§ **Work to complete**:
Emit the line that holds "shrub in this photo, one line per instance." and all lines following it through the end of the data, verbatim, and nothing else.

[Exercise material start]

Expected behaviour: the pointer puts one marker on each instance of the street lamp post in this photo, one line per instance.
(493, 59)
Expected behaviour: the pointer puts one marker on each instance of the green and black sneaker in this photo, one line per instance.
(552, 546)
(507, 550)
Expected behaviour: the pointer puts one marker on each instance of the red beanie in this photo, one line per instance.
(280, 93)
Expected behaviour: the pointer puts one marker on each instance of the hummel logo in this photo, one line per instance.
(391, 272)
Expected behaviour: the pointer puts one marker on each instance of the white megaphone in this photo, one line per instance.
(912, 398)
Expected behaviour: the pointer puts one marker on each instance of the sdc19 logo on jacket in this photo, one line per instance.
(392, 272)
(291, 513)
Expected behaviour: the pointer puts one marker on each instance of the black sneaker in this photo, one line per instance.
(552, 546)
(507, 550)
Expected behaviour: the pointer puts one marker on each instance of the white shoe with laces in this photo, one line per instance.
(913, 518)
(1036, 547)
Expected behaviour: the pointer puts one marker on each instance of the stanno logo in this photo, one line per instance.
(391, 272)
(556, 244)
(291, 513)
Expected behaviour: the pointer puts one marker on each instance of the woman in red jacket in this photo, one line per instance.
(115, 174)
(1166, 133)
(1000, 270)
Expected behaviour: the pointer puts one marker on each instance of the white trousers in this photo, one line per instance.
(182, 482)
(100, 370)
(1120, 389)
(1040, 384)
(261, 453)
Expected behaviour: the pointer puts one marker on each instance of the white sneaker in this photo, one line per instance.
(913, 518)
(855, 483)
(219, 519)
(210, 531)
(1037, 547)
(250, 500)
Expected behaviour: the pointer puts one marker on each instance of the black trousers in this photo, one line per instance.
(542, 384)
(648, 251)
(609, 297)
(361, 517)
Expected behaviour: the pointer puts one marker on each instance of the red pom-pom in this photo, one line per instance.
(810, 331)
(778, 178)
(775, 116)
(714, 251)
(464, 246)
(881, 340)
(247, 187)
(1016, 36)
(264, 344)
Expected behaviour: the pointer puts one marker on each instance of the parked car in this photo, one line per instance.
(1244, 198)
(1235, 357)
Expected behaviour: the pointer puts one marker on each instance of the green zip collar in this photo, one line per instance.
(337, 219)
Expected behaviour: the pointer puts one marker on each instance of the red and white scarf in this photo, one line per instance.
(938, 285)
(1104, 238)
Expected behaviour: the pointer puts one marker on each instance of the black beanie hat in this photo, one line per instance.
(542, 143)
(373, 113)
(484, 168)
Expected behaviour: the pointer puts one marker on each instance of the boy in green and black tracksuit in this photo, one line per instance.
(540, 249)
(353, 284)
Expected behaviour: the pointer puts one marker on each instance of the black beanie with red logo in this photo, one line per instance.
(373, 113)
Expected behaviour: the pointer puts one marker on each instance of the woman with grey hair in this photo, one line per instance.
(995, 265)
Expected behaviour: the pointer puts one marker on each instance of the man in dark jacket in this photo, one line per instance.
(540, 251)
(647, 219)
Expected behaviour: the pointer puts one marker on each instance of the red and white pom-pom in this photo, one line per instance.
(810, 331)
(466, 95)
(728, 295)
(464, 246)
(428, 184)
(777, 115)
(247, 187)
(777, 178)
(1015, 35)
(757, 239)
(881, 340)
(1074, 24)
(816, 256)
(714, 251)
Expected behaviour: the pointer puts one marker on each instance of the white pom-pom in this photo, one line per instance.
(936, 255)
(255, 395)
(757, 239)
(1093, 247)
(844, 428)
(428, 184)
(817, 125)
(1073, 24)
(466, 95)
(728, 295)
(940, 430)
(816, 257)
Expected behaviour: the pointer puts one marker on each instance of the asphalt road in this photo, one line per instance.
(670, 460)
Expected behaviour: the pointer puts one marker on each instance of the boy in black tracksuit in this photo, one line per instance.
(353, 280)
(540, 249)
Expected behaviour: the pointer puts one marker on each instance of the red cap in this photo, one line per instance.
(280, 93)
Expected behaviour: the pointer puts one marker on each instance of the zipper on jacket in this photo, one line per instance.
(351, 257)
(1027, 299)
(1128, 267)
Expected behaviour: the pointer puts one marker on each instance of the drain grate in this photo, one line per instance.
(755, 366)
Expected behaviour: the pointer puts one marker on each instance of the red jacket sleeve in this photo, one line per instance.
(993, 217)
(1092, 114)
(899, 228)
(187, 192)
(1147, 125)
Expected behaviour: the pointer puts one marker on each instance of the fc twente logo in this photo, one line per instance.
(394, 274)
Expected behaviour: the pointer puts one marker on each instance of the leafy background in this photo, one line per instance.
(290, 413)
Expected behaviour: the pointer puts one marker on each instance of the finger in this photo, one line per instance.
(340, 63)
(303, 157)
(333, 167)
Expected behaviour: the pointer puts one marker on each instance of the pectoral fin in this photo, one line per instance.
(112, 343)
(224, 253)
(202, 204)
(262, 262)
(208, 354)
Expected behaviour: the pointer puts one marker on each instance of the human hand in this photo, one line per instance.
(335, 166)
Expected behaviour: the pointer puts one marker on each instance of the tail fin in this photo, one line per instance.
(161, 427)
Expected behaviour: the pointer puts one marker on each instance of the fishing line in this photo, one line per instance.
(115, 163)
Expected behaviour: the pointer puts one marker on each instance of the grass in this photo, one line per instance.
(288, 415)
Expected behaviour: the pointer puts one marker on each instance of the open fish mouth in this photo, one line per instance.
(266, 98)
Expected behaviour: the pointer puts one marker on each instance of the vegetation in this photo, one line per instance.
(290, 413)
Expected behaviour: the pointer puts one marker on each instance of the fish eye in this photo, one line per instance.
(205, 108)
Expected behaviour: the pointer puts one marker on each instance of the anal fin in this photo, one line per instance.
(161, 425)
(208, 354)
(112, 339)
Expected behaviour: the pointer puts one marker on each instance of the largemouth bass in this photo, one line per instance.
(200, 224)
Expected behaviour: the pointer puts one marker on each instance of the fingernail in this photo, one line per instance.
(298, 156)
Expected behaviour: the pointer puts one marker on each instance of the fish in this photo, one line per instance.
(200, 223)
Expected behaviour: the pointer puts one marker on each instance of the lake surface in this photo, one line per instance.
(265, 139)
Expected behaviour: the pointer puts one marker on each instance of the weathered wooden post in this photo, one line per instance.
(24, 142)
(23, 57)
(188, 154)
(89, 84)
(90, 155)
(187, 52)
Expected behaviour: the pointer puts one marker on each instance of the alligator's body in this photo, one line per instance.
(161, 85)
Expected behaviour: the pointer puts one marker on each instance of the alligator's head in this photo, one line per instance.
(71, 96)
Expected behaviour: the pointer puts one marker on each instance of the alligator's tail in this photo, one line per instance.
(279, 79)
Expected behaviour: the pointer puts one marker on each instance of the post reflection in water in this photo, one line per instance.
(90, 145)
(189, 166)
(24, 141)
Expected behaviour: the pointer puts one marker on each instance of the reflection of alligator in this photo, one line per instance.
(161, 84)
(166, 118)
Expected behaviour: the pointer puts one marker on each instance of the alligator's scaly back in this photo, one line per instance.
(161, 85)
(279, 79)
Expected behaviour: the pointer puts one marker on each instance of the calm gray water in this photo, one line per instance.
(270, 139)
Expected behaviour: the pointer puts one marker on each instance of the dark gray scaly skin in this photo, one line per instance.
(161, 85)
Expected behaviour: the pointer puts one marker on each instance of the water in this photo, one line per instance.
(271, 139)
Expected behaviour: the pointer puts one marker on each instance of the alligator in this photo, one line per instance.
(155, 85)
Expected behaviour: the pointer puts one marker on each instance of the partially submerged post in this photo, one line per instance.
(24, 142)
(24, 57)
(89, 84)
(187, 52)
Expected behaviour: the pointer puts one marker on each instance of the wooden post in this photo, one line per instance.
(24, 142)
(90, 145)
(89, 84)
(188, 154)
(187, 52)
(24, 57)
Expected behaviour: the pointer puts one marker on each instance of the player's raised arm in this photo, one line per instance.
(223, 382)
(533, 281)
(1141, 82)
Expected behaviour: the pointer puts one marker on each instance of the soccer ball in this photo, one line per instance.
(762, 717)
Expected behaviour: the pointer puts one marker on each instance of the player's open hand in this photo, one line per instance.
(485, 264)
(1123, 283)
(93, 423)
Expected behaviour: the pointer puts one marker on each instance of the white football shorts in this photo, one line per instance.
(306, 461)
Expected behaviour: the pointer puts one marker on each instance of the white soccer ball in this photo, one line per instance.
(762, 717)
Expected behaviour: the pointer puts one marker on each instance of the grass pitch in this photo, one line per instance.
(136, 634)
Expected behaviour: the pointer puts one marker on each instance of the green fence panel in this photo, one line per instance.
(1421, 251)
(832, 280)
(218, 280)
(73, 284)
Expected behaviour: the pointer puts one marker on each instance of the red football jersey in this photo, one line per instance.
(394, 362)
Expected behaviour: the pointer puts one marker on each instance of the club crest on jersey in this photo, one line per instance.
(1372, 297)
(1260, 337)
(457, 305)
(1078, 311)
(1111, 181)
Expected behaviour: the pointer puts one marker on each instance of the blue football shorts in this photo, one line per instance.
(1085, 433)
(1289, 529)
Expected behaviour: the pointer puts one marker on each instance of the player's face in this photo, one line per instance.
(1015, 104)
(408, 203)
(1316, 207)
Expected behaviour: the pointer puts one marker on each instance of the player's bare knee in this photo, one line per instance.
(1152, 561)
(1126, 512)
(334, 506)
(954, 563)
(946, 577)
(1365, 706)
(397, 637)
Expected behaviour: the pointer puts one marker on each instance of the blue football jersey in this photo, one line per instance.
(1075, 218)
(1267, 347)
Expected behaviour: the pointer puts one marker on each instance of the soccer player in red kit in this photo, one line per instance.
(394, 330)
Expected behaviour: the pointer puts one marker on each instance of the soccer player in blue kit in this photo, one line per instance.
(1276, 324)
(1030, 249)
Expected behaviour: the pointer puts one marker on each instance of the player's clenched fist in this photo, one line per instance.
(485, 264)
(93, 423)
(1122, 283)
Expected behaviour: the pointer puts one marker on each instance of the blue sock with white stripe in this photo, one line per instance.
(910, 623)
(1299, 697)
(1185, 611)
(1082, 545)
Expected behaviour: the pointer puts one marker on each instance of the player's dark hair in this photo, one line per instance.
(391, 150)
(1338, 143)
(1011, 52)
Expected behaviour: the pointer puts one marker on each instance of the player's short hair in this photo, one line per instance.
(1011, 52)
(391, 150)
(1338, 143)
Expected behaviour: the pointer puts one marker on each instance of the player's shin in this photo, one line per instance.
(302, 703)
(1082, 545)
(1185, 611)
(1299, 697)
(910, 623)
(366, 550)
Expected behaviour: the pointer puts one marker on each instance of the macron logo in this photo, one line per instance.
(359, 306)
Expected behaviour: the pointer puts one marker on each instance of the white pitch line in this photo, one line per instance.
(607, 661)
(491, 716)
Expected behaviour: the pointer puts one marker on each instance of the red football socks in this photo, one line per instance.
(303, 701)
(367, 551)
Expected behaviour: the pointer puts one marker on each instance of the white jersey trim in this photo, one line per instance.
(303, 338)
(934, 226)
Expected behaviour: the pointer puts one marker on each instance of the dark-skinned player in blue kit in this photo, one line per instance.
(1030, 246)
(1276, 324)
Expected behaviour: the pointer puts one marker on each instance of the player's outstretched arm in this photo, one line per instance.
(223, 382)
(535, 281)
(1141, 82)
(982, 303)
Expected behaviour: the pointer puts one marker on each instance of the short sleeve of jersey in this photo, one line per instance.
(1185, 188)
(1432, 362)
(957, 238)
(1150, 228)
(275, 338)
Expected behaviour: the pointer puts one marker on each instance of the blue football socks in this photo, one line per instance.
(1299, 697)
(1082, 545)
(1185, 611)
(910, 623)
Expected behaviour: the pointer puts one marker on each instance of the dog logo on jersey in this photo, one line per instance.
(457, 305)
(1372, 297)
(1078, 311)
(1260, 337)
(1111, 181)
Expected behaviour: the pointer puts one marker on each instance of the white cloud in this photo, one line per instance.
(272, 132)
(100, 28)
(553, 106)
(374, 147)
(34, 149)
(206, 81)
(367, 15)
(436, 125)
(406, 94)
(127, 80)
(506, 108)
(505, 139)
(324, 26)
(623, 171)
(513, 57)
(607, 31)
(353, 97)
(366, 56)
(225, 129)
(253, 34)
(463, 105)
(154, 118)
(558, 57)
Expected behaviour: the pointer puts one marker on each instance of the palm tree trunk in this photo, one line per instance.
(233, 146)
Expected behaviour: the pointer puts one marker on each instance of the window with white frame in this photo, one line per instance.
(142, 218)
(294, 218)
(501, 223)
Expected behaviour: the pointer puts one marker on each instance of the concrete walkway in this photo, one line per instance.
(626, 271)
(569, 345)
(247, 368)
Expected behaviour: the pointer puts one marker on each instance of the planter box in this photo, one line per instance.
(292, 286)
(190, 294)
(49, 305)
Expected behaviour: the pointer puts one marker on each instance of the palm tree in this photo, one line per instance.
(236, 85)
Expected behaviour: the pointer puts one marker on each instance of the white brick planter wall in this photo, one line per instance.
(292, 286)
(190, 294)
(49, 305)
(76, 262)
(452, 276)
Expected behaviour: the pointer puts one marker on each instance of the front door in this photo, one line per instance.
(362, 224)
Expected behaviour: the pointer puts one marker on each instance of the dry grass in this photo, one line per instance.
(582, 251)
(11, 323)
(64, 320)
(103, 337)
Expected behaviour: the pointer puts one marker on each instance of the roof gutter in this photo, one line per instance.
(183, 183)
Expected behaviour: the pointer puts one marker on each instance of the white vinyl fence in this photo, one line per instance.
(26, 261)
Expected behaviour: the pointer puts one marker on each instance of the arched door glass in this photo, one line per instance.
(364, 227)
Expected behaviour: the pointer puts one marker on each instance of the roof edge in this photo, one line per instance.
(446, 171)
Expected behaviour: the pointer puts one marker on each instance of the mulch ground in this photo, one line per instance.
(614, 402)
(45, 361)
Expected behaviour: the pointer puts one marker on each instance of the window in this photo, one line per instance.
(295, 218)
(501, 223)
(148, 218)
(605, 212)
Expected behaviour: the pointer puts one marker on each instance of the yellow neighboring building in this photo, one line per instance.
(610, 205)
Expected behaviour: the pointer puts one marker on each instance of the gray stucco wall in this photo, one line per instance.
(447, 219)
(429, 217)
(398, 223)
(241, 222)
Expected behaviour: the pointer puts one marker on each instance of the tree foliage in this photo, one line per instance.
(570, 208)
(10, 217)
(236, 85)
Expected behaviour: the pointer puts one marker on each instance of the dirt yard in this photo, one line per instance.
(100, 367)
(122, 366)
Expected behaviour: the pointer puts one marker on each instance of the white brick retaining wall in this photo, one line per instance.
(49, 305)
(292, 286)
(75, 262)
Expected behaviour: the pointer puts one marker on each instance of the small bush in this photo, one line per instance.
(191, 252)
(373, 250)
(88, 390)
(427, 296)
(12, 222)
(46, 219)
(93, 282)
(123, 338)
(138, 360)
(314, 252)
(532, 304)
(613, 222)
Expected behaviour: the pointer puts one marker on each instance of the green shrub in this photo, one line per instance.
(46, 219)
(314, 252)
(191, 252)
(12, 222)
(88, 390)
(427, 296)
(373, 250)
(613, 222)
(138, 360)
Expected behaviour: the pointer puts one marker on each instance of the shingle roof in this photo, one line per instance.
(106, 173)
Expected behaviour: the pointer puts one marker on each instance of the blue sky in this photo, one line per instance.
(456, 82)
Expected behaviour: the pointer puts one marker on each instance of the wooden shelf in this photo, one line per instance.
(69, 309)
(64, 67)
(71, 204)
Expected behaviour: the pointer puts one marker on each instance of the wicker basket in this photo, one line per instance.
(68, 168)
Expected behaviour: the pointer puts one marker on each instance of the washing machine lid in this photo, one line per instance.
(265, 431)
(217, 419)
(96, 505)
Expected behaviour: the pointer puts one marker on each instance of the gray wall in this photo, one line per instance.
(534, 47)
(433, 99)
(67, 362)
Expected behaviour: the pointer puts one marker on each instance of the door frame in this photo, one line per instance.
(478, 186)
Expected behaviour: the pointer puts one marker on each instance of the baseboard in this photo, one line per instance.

[Exercise material end]

§ **Reply to the exercise**:
Expected behaviour: the pointer puts one marker on each instance of the green shrub in this photo, one line per instance.
(46, 219)
(314, 252)
(191, 252)
(12, 222)
(88, 390)
(427, 296)
(373, 250)
(613, 222)
(138, 360)
Expected behaviour: the pointer puts one marker on each instance of the shingle roof in this photo, one line per instance.
(106, 173)
Expected behaviour: the pointer puts one marker on each instance of the blue sky in this photo, one line per instance.
(456, 82)
Expected behaviour: the pointer puts one marker on each instance of the wooden shelf in this photo, one line per instance.
(69, 309)
(64, 67)
(71, 204)
Expected behaviour: the pointer puts one marker on each instance of the wicker basket in this photo, one line per instance.
(68, 168)
Expected behaviour: the pointer puts one marker on each instance of the washing machine lid in this photo, one line per instance.
(265, 431)
(217, 419)
(96, 505)
Expected behaviour: the pointer puts one marker on each instance of the gray wall in this photo, one line per instance.
(534, 47)
(433, 99)
(67, 362)
Expected behaviour: the pointer puts one marker on each instance of the door frame in this photo, one line per instance.
(478, 186)
Expected behaviour: the pointer puts one marker on each instance of the baseboard in this photo, one line per instance.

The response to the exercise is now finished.